Ph.D. Applied Linguistics


Please note:   In fall 2015, the PhD in Applied Linguistics was replaced by the PhD in Linguistics and Applied Linguistics.  Therefore, individuals interested in doing doctoral studies in applied linguistics at ASU should apply to the PhD in Linguistics and Applied Linguistics.
Program Overview

Applied Linguistics combines research topics in the linguistics sciences and education to pursue principled approaches to language-related concerns. The Applied Linguistics PhD program at ASU is focused on simultaneous and developmental bilingualism in children and adolescents. Faculty participate in the program from within multiple curricular units across the institution’s four campuses. The program encourages interdisciplinary study, and its flexible requirements enable students to pursue those aspects of the disciplines that interest them the most. The program prepares students for entrance into the field as teachers, scholars and professionals.

* **Supplied information**:

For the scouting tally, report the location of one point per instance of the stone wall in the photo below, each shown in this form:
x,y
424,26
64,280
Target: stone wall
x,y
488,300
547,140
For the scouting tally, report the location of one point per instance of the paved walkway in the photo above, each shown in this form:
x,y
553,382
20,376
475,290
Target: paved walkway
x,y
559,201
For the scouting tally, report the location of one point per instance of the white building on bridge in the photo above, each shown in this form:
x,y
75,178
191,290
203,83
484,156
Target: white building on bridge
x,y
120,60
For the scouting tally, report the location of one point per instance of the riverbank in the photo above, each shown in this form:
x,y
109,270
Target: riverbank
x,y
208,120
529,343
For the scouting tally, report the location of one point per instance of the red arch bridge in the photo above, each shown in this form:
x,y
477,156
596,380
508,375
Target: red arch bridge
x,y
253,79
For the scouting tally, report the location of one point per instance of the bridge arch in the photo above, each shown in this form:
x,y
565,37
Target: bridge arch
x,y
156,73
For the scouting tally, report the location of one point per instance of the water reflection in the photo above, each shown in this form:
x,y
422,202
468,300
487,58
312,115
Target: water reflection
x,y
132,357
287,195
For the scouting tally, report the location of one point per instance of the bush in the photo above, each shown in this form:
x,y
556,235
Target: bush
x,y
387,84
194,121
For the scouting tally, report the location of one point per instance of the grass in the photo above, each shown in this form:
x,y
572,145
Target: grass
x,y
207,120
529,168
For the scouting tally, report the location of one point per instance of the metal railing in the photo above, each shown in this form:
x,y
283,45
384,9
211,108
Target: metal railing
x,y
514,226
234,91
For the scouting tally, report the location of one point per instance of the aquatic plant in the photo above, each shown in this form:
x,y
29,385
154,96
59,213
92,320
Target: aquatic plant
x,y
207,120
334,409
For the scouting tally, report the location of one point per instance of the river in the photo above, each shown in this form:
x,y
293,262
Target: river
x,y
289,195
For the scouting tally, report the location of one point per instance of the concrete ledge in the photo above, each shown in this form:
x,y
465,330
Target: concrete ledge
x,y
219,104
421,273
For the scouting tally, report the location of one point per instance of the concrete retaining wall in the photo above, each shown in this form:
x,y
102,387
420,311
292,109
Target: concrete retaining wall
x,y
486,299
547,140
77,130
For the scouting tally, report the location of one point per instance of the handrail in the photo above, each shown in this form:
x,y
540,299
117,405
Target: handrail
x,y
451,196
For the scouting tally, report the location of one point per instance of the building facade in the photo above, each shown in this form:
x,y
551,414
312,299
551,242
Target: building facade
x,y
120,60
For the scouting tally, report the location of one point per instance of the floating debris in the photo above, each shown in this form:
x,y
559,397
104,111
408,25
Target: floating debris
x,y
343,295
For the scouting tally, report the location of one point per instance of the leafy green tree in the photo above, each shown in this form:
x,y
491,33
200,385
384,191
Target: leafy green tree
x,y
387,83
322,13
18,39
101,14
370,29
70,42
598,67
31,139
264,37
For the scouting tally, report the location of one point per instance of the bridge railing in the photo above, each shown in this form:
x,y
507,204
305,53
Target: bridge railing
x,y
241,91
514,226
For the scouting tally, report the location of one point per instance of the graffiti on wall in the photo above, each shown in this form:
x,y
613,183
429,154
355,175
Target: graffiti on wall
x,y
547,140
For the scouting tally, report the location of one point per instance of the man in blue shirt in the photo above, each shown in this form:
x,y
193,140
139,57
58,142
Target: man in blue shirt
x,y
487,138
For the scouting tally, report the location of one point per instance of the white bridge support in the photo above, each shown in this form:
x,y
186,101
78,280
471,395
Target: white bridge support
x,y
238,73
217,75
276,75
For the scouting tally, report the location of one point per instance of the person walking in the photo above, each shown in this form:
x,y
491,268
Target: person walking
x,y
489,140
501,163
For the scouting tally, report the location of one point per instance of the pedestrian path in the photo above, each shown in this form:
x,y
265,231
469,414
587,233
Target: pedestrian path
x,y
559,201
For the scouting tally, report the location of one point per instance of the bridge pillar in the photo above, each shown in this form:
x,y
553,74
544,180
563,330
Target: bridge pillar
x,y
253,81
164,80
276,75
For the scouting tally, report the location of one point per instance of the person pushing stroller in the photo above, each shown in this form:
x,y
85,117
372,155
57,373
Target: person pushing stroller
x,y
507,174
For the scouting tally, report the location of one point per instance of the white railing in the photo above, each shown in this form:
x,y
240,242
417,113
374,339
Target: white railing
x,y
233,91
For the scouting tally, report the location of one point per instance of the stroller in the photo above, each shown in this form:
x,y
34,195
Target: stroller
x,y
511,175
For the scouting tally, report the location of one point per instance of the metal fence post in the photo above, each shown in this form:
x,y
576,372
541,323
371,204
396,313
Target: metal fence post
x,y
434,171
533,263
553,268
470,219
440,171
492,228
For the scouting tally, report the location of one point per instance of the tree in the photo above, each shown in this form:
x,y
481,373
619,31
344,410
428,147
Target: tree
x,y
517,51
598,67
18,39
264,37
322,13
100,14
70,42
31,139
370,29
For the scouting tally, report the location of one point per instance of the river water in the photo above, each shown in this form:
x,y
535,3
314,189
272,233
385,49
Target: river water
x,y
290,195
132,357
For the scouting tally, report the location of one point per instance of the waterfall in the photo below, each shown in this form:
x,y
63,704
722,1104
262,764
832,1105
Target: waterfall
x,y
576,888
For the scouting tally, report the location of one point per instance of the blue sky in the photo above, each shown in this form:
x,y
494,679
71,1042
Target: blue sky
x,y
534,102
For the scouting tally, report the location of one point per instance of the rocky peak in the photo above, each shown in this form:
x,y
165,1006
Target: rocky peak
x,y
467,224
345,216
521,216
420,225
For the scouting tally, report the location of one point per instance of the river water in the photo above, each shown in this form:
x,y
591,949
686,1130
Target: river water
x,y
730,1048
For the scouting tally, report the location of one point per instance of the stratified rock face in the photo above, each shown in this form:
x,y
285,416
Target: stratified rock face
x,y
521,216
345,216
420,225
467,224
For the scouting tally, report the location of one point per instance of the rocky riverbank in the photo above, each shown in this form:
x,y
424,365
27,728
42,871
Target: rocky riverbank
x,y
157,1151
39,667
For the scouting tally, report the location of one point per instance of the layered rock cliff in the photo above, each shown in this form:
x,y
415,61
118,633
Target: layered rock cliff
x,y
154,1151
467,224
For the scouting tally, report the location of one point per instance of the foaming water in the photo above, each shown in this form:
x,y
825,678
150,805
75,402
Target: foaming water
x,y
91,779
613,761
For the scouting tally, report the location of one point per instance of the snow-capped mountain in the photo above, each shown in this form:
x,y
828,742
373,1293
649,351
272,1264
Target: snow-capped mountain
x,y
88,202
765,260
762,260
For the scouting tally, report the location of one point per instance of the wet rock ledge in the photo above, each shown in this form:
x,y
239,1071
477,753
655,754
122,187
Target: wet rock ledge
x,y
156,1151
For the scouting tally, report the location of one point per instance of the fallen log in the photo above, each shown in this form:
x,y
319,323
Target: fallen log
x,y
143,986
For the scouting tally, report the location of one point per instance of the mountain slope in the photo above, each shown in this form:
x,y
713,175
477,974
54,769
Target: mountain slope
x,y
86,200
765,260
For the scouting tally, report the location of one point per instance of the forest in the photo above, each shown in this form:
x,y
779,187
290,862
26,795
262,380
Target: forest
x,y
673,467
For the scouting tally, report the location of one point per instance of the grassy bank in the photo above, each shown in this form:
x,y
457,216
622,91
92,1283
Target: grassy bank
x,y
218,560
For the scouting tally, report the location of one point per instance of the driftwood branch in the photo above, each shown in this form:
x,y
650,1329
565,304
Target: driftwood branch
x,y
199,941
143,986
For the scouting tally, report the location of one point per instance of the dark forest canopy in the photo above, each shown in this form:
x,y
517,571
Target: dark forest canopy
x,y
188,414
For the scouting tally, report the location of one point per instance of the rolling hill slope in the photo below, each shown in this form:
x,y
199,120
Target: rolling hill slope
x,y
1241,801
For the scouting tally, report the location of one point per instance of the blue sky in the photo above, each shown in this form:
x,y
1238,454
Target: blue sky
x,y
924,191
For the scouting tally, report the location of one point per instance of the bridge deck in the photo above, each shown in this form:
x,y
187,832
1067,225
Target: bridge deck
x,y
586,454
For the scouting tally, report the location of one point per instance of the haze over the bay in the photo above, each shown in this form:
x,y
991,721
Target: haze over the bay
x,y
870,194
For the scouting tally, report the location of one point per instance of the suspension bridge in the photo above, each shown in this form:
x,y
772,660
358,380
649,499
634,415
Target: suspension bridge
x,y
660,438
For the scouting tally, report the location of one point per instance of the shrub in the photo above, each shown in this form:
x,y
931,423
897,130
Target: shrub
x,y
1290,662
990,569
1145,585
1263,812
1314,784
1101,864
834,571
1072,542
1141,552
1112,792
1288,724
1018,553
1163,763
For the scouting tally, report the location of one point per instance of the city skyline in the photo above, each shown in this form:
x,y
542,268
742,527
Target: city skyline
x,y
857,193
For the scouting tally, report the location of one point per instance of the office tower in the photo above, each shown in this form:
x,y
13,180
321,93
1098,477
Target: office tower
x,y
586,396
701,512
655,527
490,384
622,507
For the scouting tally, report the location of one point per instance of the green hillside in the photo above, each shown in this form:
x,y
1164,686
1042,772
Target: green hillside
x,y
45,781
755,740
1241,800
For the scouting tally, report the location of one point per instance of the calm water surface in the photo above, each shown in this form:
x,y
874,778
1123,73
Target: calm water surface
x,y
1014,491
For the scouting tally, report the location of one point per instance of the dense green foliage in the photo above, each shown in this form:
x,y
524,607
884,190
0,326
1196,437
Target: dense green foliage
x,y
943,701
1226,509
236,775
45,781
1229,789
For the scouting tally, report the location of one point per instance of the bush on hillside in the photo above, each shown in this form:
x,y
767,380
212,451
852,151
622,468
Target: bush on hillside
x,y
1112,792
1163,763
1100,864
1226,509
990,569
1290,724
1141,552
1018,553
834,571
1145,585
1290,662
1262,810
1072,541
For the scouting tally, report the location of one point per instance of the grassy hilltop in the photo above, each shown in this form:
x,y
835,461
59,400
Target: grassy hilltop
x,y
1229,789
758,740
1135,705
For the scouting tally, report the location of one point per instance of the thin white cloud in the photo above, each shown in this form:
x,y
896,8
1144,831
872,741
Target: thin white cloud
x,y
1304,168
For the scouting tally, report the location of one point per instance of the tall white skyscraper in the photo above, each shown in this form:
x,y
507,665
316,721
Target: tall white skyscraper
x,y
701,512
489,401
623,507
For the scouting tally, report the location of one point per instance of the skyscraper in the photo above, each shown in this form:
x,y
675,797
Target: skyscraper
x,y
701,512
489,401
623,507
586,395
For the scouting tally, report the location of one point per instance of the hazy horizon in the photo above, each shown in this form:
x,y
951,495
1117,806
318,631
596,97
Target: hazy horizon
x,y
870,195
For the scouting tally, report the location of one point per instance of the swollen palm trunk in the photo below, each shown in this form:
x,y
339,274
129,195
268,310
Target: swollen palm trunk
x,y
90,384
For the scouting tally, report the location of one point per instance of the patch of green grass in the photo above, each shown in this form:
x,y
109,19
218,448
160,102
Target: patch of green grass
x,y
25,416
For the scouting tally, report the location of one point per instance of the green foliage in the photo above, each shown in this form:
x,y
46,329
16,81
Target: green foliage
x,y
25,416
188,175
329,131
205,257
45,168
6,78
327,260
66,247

* **Exercise directions**: Could you resume the page on ASU's Applied Linguistics PhD program, picking up right after its final sentence?

* **Result**:
Program Requirements
The program requires a total of 84 semester hours. There must be a minimum of 54 credit hours beyond the master’s level, including a minimum of 12 units of dissertation credit. All students in the program must satisfy 18 units of Foundations coursework. Because Applied Linguistics is interdisciplinary in nature, applicants may differ from one another with regard to their prior experience and preparation. For instance, while some applicants may have substantial prior training in core theoretical linguistics (Foundations), others may have considerable preparation in other areas. A student’s academic advisor, in consultation with the Program Director and Program Oversight Committee, may address potential redundancies in a student’s program requirements with prior academic preparation by (1) allocating a maximum of 30 credit hours from previously completed graduate work (a master’s program, for instance) toward Applied Linguistics program requirements and/or (2) permitting the student to take additional elective courses in lieu of introductory courses covered in an undergraduate program.
Required Coursework
 Foundation Coursework (18 credit hours):
1. Overview of the field: A three-unit course providing a survey of the field of Applied Linguistics:
APL 601 Intro to Applied Linguistics
2. Linguistics: Fifteen units of required coursework in theoretical linguistics and one approved linguistics elective. In consulatation with advisor, courses may be selected from the following:

Select one course:

LIN 510 Introduction to Linguistics 

ASB 598 Introduction to Linguistics 


LIN 511 Phonology

LIN 610 Advanced Studies in Linguistics (phonology topic)

LIN 514 Syntax 

LIN 614 Advanced Studies in Syntax


Teaching Internship (1 credit hour)
Colloquia (8 credit hours): A four-semester sequence of 2-unit colloquium (APL 594) meetings
for students in the first two years. All students and program faculty are encouraged to attend.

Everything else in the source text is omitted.